- Exercise -
According to the article about the Old Navy ad, what discount did the retail chain offer its customers in the tweet?

- Reading text -
══════════

John McCain may be sitting out the 2016 Presidential election, but the former candidate’s son made a few headlines this week.
For an admirable reason.
Jack McCain jumped on Twitter on Monday after the Internet does what the Internet far too often does:
Act all crazy and stupid and really, really, really racist.
In this case, McCain felt a need to get involved in a debate over a new Old Navy ad that features a white man, an African-American woman and their mixed-race son.
If you don’t see the problem with that… well… you are not crazy, stupid and really racist.
The poster went viral last Friday when the retail chain offered a 30 percent discount to its customers via a Tweet that depicted this interracial family simply standing around and looking happy.
But because some people are crazy and stupid and racist, they wrote responses such as:
Absolutely disgusting. What’s next? Gender neutral bathrooms? Pedophilia acceptance propaganda!? Never shopping here again.
And also: Stop promoting miscegenation or else I’m taking my $ $ $ elsewhere.
Jack McCain could not sit idly by and let these bigots win.

══════════

Region pointing data:
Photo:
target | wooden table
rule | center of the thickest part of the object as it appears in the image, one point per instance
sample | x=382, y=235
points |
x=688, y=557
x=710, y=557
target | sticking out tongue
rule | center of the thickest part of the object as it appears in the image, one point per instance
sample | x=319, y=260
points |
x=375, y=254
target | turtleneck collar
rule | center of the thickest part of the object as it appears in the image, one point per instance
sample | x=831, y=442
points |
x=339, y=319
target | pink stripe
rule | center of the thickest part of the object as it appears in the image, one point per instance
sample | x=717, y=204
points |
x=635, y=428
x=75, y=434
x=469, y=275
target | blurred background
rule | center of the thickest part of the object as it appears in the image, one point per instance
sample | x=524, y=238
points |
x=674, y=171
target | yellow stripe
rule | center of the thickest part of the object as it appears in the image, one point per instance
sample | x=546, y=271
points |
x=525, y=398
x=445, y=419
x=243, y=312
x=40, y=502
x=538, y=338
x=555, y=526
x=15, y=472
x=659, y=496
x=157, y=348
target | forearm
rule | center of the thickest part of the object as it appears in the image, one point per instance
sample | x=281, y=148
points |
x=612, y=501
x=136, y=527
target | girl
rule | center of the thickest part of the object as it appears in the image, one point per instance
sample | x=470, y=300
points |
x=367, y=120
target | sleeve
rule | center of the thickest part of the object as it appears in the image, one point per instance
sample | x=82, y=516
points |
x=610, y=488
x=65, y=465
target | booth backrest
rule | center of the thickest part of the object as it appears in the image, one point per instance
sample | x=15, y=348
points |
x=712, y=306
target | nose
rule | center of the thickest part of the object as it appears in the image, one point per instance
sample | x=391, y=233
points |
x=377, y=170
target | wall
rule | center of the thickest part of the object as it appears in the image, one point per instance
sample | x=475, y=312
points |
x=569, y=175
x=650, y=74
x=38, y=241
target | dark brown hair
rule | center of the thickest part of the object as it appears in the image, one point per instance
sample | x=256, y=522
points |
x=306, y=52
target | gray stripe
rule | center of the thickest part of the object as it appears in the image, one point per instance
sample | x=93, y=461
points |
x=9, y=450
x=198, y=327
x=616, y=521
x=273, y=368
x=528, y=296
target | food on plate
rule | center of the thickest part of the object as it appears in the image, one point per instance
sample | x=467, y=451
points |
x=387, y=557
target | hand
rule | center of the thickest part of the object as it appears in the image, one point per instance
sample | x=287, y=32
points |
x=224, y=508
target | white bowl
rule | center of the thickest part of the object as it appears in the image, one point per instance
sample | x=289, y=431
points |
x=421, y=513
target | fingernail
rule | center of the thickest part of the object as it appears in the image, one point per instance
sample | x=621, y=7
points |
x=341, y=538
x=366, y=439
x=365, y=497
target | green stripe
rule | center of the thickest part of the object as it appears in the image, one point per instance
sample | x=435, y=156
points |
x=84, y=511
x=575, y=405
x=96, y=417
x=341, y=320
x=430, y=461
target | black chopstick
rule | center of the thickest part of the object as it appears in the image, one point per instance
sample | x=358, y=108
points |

══════════

- Exercise output -
A 30 percent discount.